Tally the lines of the entries below that contain the string "Traffic", matching case exactly. Reply with the number only.

Location labeling entries
* begin *

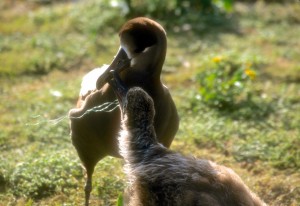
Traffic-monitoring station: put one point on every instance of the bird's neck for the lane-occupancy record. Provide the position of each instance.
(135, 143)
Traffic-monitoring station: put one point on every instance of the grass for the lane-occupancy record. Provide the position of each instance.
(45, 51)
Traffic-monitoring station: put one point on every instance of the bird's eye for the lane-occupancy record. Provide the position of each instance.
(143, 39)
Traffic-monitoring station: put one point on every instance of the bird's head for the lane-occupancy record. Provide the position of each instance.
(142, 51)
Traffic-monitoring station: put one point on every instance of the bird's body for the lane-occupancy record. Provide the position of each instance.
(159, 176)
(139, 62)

* end *
* begin *

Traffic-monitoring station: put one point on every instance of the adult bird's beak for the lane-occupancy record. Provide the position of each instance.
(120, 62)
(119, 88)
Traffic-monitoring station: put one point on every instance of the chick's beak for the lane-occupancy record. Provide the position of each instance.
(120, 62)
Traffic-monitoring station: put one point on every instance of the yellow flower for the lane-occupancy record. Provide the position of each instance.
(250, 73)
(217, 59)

* end *

IN RESPONSE ::
8